Non vogliamo tuttavia preterire una pellegrina scoperta del Constitutionnel, colla quale quel valentuomo dell’articolista si è avvisato di toglier di mezzo anche l’ombra della incoerenza notata più sopra; e ciò per effetto di una parola escogitata e sostituita destramente a quell’altra che, or permessa or negata, si faceva principio d’incoerenza. Egli dunque con gran sussiego ha fatto sapere all’Europa, come in Siria dalla parte delle Potenze occidentali non vi sarà Intervento (vi pare? neppure in sogno! ); ma vi sarà in quella vece una semplice Cooperazione, e s’intende Cooperazione armata; ché le Cooperazioni di chiacchiere sappiamo quel che valgono, e si sono non che usate ma sprecate per l’Italia, cavandone quel costrutto che tutti conoscono. Che se altri dicesse l’Intervento in ogni tempo non essere stato altro, non potere anzi altro essere che una Cooperazione; se soggiungesse in alcuni stati d’Italia non si volere altro che una Cooperazione, porta non tanto ai Principi spossessati, quanto ai popoli che gemono sotto il giogo di poteri intrusi, ma che non bastano a scuoterlo da sé soli; chi, ripetiamo, dicesse così darebbe indizio d’ignorare maravigliosa potenza che, a distruggere vecchi concetti, può avere una nuova parola, tanto solo che questa sia scelta con garbo. Se poi sia tale questa di Cooperazione recata in mezzo dal Constitutionnel, lasciamone il giudizio al sagace lettore.

——

> _Compito_: Nel brano scelto, quale parola usa il Constitutionnel al posto di «Intervento» per parlare dell'azione delle Potenze occidentali in Siria?

> _Dati mostrati_:
——

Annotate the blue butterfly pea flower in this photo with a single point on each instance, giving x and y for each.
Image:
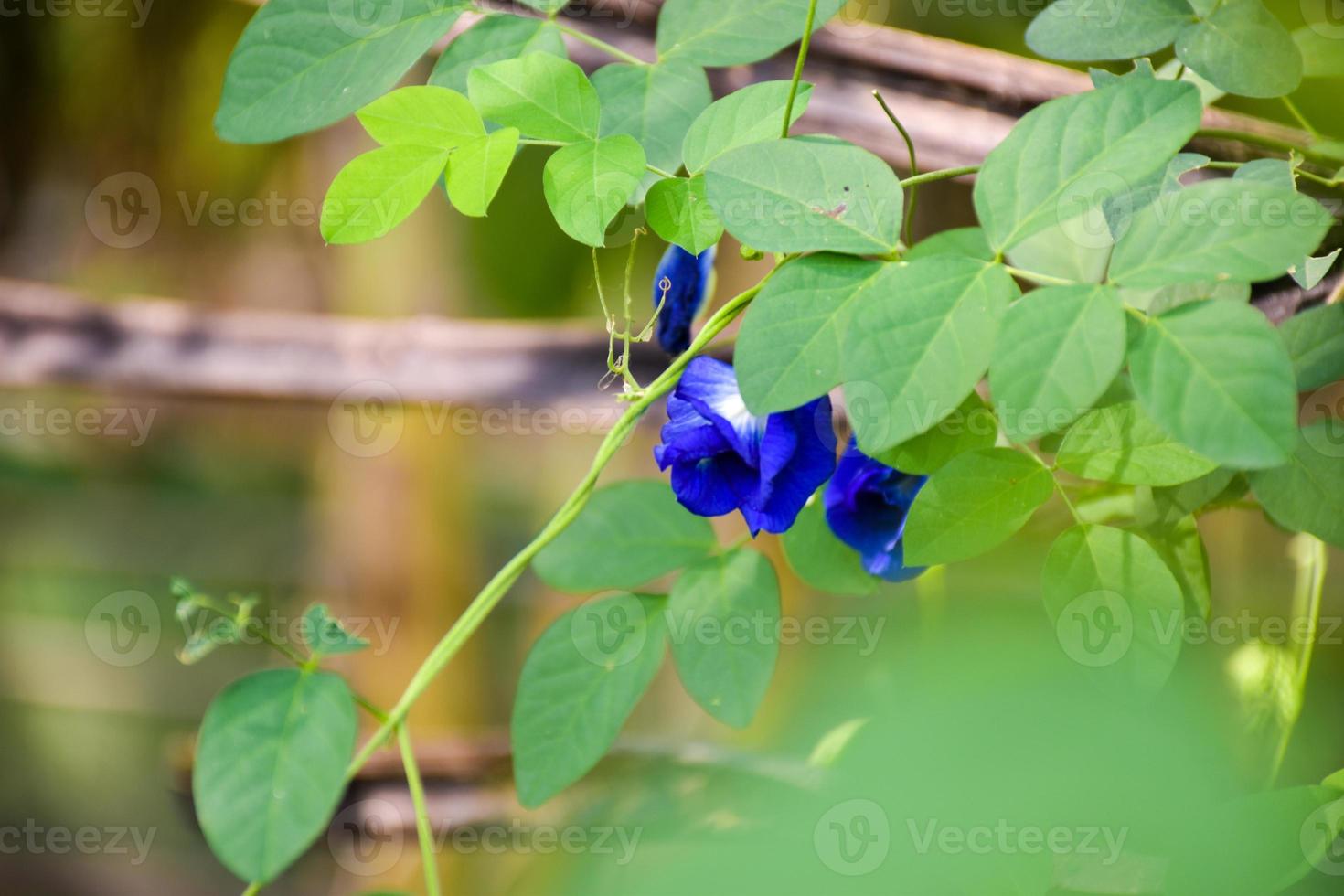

——

> _Risposta_: «Cooperazione», cioè una Cooperazione armata.